| Written instruction |
Take the material and output all of it exactly.

— start of Task inputs —

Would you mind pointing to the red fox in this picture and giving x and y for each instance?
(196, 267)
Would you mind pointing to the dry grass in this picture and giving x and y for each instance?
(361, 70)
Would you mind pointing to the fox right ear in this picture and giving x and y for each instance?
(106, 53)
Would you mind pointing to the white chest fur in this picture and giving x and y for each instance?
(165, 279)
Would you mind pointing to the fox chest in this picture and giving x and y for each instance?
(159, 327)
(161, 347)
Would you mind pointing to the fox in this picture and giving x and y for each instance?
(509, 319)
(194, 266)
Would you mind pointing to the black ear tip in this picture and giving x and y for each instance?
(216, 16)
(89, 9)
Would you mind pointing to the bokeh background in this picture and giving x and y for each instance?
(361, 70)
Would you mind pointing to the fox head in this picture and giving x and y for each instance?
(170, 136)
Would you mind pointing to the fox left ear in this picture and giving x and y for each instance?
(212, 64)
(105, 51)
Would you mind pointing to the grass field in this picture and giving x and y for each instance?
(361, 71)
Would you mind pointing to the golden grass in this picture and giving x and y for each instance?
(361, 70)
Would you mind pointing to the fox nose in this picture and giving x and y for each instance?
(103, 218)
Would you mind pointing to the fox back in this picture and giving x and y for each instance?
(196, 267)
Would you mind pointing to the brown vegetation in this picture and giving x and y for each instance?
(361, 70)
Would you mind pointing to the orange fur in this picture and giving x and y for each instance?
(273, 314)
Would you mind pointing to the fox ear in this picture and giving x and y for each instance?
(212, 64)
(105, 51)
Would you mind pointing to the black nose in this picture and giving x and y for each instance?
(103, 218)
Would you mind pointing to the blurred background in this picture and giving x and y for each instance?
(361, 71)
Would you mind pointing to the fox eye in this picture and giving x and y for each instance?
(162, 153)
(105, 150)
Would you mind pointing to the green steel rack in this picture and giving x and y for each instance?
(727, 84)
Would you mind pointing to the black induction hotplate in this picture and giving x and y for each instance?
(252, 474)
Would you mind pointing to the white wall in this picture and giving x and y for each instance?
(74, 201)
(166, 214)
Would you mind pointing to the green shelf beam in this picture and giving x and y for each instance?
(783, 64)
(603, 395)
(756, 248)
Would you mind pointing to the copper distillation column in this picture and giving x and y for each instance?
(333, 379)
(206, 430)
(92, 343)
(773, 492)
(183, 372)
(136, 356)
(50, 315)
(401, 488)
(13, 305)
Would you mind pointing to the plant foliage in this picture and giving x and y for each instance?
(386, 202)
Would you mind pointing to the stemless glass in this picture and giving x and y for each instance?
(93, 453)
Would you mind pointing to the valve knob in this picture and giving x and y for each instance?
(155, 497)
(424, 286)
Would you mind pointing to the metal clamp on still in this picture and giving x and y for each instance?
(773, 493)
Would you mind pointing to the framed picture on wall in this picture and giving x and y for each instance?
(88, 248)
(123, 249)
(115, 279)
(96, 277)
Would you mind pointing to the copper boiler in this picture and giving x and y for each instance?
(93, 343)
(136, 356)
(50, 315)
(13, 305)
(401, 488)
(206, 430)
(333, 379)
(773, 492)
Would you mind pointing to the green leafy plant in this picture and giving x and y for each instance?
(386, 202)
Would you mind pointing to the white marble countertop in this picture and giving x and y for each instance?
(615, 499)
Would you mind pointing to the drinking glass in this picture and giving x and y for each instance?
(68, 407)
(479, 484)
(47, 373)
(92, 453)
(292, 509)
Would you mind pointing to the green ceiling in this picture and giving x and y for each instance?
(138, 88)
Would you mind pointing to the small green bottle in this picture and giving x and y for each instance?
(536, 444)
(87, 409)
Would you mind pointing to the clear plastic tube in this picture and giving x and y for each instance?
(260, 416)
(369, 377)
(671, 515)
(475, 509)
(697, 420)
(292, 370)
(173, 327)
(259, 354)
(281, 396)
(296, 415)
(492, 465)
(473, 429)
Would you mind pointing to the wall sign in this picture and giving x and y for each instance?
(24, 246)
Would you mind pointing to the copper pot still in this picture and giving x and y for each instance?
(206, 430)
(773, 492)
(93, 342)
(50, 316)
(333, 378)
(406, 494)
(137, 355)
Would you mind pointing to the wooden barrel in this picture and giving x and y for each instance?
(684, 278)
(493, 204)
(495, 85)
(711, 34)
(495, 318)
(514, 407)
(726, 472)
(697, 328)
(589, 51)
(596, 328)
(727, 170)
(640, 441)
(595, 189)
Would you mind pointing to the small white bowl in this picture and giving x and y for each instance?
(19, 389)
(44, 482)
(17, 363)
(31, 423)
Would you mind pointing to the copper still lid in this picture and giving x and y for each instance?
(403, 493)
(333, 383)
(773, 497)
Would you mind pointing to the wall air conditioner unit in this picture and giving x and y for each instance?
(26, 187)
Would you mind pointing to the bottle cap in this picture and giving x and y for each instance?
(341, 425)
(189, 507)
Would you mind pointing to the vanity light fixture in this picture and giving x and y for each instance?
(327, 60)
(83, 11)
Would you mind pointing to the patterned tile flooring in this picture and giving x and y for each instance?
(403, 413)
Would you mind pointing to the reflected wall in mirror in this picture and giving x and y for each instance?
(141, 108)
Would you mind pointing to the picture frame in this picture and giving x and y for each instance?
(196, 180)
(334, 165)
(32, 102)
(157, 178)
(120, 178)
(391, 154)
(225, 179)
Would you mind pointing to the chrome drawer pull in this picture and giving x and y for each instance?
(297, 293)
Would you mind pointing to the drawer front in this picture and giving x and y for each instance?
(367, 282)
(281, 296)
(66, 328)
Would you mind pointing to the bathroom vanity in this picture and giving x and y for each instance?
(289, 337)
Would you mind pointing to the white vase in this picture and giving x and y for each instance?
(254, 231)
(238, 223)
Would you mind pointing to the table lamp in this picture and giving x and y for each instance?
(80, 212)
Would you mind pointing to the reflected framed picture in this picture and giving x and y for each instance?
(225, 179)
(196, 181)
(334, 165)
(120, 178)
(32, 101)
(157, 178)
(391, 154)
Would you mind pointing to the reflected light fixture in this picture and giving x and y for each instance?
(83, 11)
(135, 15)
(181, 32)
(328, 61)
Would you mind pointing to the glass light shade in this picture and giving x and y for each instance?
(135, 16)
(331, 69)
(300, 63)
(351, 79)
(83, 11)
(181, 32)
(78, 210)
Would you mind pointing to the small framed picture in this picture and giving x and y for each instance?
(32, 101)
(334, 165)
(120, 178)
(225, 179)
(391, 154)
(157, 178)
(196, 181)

— end of Task inputs —

| Task response |
Would you mind pointing to the red fox in this picture and giving x and y for each instance?
(196, 267)
Would you mind pointing to the dry grass in this picture and giving x and y for each instance?
(361, 70)
Would you mind pointing to the fox right ear in this picture and giving x and y for each instance?
(106, 53)
Would you mind pointing to the white chest fur in this picture and giving x and y for each instance?
(165, 279)
Would you mind pointing to the fox chest in this picture and giving x and y for each instance?
(159, 327)
(161, 347)
Would you mind pointing to the fox in this picture and giving x and y for each instance?
(509, 319)
(194, 266)
Would you mind pointing to the black ear tip in this picture and giving x and y for each instance?
(216, 16)
(89, 9)
Would you mind pointing to the bokeh background in this picture and giving x and y for each instance?
(361, 70)
Would you mind pointing to the fox head in this picture and giving x and y for each instance?
(170, 136)
Would you mind pointing to the fox left ear in this picture and giving x and y for each instance?
(212, 64)
(105, 51)
Would you mind pointing to the grass field in this picture and giving x and y for each instance?
(361, 71)
Would you mind pointing to the golden grass in this picture and giving x and y for each instance?
(361, 70)
Would you mind pointing to the fox nose in this picture and giving x and y for each instance?
(103, 218)
Would you mind pointing to the fox back in this picture and giving x and y for each instance?
(196, 267)
Would you mind pointing to the brown vegetation in this picture and giving x and y for each instance?
(361, 70)
Would you mind pointing to the orange fur in this picture and giving x and y for each instance?
(273, 314)
Would you mind pointing to the fox ear in this picture and giving x and y for each instance?
(212, 64)
(105, 51)
Would you mind pointing to the black nose in this picture and giving x and y for each instance?
(103, 218)
Would you mind pointing to the blurred background in this picture and giving x and y for each instance?
(361, 71)
Would you mind pointing to the fox eye in this picture and giving x and y for each instance?
(162, 153)
(105, 150)
Would you mind pointing to the green steel rack in this picture and giving x and y for each instance?
(727, 84)
Would you mind pointing to the black induction hotplate in this picture and giving x and y for each instance?
(252, 474)
Would you mind pointing to the white wall in this picture and giving x and y for each instance?
(74, 201)
(166, 214)
Would you mind pointing to the green shelf beam in this picture and giving x and y for each instance?
(783, 64)
(603, 395)
(756, 248)
Would you mind pointing to the copper distillation column in this picture and giving x and y for each instance?
(333, 379)
(206, 430)
(92, 343)
(773, 492)
(183, 372)
(136, 356)
(50, 315)
(401, 488)
(13, 305)
Would you mind pointing to the plant foliage in this picture and giving x and y for each instance?
(386, 202)
Would you mind pointing to the stemless glass in this picture and giving x and y for each instance?
(93, 453)
Would you mind pointing to the valve knob in this picture and giving x and y for each instance?
(155, 497)
(424, 286)
Would you mind pointing to the metal clamp on still in this picture and giving x and y for each instance?
(773, 493)
Would you mind pointing to the framed picture on wall in this picture and giving x and y for each instance?
(88, 248)
(123, 249)
(115, 279)
(96, 277)
Would you mind pointing to the copper boiler in this picture and giving x and y for each instance?
(93, 343)
(136, 356)
(50, 315)
(13, 305)
(401, 488)
(206, 430)
(333, 379)
(773, 492)
Would you mind pointing to the green leafy plant in this picture and giving x and y for each instance?
(386, 202)
Would you mind pointing to the white marble countertop in this picture and giving x and y for each instance?
(615, 499)
Would you mind pointing to the drinking glass in this picture and giving x and y for each instance?
(68, 407)
(479, 484)
(47, 373)
(92, 453)
(292, 509)
Would you mind pointing to the green ceiling in this picture and giving x and y for each instance?
(138, 88)
Would you mind pointing to the small green bottle in this picture and giving x and y for each instance?
(536, 444)
(87, 409)
Would you mind pointing to the clear plastic tube in this picture and giving x and y for each instance?
(260, 416)
(369, 377)
(671, 515)
(475, 509)
(697, 420)
(292, 370)
(173, 327)
(259, 354)
(281, 396)
(296, 415)
(492, 465)
(473, 429)
Would you mind pointing to the wall sign in this picture and giving x and y for each instance?
(24, 246)
Would you mind pointing to the copper pot still in this picture and giving x and y for each instance?
(206, 430)
(773, 492)
(93, 342)
(50, 316)
(333, 378)
(406, 494)
(137, 355)
Would you mind pointing to the wooden barrel in this picture and giving x and y for each instance?
(684, 278)
(493, 204)
(495, 85)
(711, 34)
(495, 318)
(514, 407)
(726, 472)
(697, 328)
(589, 51)
(596, 328)
(727, 170)
(640, 441)
(595, 189)
Would you mind pointing to the small white bowl in this picture and giving x and y for each instance?
(19, 389)
(44, 482)
(17, 363)
(31, 423)
Would you mind pointing to the copper still lid in this picture and giving x and y for each instance?
(403, 493)
(333, 383)
(773, 497)
Would you mind pointing to the wall air conditioner unit in this picture and giving x and y for each instance?
(26, 187)
Would you mind pointing to the bottle cap in this picture and giving x and y for each instance?
(341, 425)
(189, 507)
Would you mind pointing to the vanity light fixture in this picture and giving x and y for each instance?
(327, 60)
(83, 11)
Would you mind pointing to the patterned tile flooring in this picture and giving x and y for each instance?
(403, 413)
Would you mind pointing to the reflected wall in mirror in this picture and giving x and y for each instance?
(141, 108)
Would you mind pointing to the picture frame in this picture and giving x and y for each instance?
(196, 180)
(334, 165)
(32, 102)
(157, 178)
(120, 178)
(391, 154)
(225, 179)
Would you mind pointing to the chrome drawer pull in this picture and giving x and y for each instance?
(297, 293)
Would you mind pointing to the drawer front in this picture and giving x and y for each instance?
(367, 282)
(281, 296)
(66, 328)
Would you mind pointing to the bathroom vanity in this picture and giving x and y for each instance?
(289, 337)
Would you mind pointing to the white vase in this picture and giving x and y for each instance?
(254, 231)
(238, 223)
Would you mind pointing to the table lamp in this picture and giving x and y for each instance?
(80, 212)
Would you mind pointing to the reflected framed picture in this picture and giving x and y for each instance?
(225, 179)
(196, 181)
(334, 165)
(120, 178)
(32, 101)
(157, 178)
(391, 154)
Would you mind pointing to the reflected light fixture in this picture and giving x and y for each instance?
(83, 11)
(135, 15)
(181, 32)
(328, 61)
Would you mind pointing to the glass light shade in this picture and giving x and y for each instance?
(135, 16)
(331, 69)
(300, 63)
(351, 79)
(83, 11)
(181, 32)
(78, 210)
Would you mind pointing to the small framed picture in this picture and giving x and y for each instance?
(32, 101)
(334, 165)
(120, 178)
(225, 179)
(391, 154)
(157, 178)
(196, 181)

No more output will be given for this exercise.